> **Task prompt**
In the entries below, find the line containing "# test: pin the dark" and the line containing "# test: pin the woman in pink". Copy those two lines and everything between them exactly, and only that.

> **Exercise data**
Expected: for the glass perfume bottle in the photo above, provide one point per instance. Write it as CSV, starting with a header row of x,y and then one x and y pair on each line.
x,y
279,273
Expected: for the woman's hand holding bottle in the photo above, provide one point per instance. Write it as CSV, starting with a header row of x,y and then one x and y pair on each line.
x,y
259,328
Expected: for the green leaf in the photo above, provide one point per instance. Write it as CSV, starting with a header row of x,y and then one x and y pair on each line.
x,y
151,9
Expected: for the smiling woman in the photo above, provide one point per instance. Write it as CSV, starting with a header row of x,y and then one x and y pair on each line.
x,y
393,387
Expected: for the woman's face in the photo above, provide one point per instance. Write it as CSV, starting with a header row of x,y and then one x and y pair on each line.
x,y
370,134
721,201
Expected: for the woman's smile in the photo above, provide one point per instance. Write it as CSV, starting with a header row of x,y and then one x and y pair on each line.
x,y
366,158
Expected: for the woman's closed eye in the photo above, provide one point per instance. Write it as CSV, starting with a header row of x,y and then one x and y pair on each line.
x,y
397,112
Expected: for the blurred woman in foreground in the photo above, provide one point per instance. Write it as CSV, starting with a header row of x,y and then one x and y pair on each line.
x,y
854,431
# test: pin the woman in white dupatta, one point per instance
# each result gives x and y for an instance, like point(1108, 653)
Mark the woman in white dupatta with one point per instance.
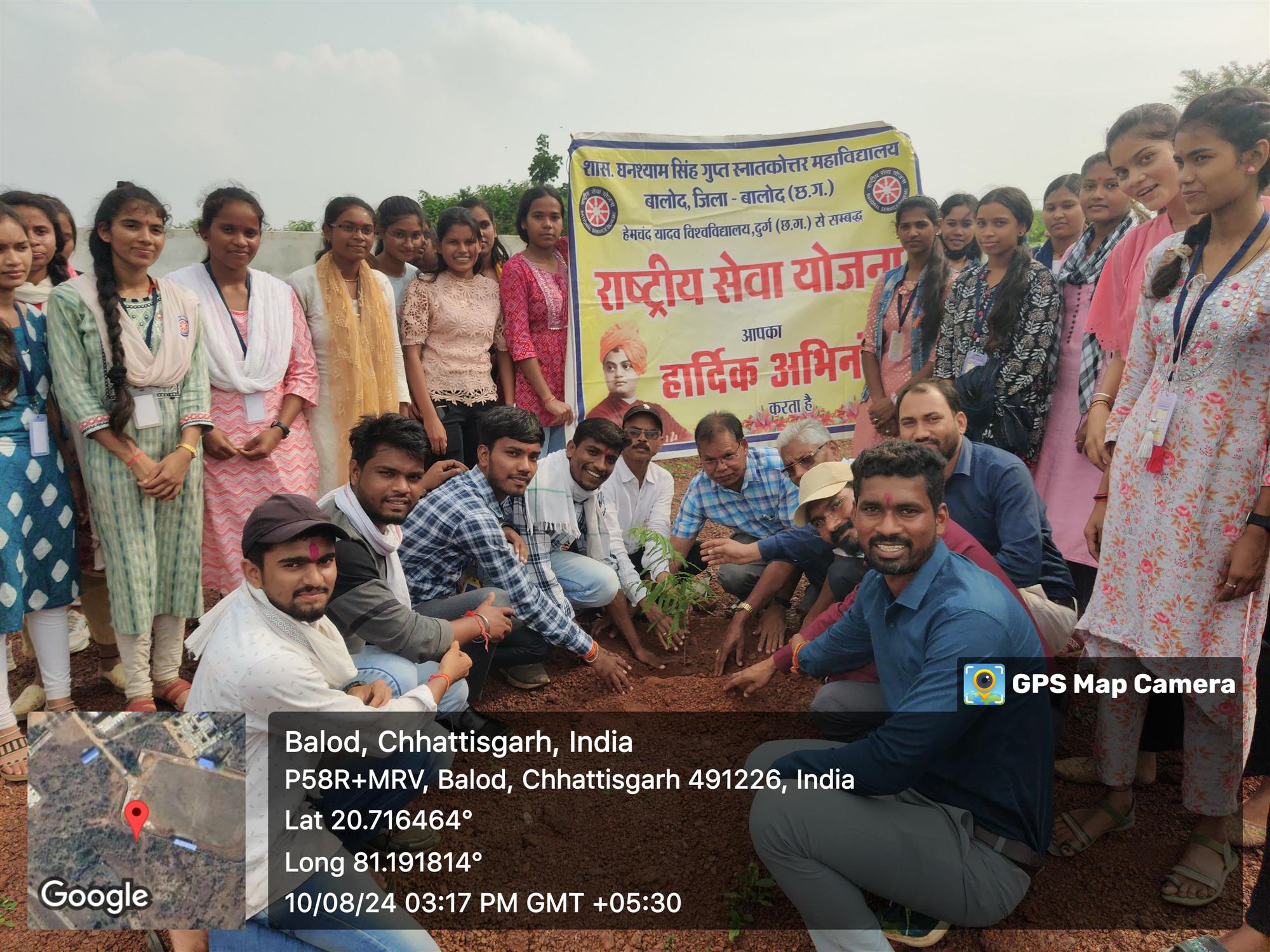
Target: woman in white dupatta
point(131, 379)
point(264, 378)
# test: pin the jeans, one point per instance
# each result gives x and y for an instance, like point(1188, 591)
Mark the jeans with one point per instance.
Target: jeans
point(462, 422)
point(402, 676)
point(587, 582)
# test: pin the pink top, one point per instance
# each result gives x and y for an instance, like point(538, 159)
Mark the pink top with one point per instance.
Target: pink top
point(457, 322)
point(525, 315)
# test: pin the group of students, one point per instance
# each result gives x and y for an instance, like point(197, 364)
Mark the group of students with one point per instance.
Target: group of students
point(459, 527)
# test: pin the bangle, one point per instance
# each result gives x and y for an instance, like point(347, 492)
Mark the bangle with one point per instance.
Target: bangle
point(441, 675)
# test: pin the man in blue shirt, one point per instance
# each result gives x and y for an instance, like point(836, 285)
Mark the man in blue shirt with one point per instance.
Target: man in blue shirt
point(993, 497)
point(951, 805)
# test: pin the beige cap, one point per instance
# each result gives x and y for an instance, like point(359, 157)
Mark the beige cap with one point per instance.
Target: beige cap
point(822, 482)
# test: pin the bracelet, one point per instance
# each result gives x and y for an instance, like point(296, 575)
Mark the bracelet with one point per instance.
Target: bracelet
point(443, 675)
point(482, 626)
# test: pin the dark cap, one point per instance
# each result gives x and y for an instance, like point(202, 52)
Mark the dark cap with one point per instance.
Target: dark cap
point(637, 409)
point(283, 517)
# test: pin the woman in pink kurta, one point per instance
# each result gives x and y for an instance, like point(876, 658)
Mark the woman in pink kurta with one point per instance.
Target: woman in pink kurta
point(910, 315)
point(264, 376)
point(1183, 581)
point(535, 294)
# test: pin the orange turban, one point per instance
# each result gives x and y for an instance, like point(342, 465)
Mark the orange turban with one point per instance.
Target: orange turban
point(625, 337)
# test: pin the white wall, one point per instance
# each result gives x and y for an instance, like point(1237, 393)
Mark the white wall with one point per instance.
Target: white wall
point(281, 252)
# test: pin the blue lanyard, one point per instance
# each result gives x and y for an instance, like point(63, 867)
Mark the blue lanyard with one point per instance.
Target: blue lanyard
point(27, 376)
point(233, 323)
point(1180, 343)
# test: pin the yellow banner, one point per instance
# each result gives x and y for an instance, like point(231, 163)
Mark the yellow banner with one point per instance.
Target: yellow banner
point(731, 274)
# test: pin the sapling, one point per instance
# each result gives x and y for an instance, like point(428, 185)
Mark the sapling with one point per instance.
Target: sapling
point(679, 593)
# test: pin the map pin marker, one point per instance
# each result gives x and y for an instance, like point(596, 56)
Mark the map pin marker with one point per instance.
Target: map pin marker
point(137, 813)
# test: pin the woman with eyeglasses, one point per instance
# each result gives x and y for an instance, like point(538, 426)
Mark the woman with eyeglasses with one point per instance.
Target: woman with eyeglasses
point(352, 321)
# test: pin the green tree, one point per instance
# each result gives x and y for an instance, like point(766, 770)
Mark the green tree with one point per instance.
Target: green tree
point(1197, 83)
point(544, 167)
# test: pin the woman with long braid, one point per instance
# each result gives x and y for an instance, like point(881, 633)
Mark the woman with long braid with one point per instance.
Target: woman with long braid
point(131, 376)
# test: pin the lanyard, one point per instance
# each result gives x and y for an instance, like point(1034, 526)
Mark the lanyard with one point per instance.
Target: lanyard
point(233, 323)
point(981, 286)
point(27, 376)
point(906, 309)
point(1180, 343)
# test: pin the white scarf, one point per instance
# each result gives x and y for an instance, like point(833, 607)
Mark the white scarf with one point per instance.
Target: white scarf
point(270, 322)
point(387, 543)
point(549, 506)
point(170, 366)
point(35, 295)
point(248, 606)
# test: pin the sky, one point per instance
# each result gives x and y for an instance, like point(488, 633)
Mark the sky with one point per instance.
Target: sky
point(305, 101)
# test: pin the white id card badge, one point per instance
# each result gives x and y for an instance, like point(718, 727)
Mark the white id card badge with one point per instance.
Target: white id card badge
point(145, 409)
point(253, 406)
point(896, 350)
point(1161, 416)
point(39, 432)
point(975, 359)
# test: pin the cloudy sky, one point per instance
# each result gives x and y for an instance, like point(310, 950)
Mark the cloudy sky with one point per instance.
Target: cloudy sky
point(305, 101)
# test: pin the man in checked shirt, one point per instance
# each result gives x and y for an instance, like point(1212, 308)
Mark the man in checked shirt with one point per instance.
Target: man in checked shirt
point(458, 530)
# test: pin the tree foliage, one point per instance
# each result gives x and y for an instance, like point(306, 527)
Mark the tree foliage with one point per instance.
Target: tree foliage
point(1197, 83)
point(544, 167)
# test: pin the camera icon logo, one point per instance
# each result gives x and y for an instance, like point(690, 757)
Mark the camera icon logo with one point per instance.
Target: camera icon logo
point(984, 685)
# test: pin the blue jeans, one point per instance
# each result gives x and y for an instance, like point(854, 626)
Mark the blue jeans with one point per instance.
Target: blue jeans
point(587, 582)
point(401, 675)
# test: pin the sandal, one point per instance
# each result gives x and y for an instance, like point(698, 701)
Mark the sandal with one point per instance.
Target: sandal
point(1081, 840)
point(13, 752)
point(1203, 944)
point(1229, 864)
point(172, 691)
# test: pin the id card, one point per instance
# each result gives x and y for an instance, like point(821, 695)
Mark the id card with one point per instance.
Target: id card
point(975, 359)
point(253, 406)
point(1161, 416)
point(896, 350)
point(145, 413)
point(39, 432)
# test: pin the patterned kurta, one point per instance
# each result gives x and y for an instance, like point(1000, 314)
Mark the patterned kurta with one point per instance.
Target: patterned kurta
point(236, 487)
point(1166, 535)
point(39, 568)
point(152, 549)
point(1031, 357)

> **Final answer**
# test: pin the dark cap, one point per instance
# each result gives x and y for an instance, like point(202, 52)
Mark the dark cap with one point per instance.
Target: dark cap
point(637, 409)
point(283, 517)
# test: pin the woman in pink kurta, one point per instance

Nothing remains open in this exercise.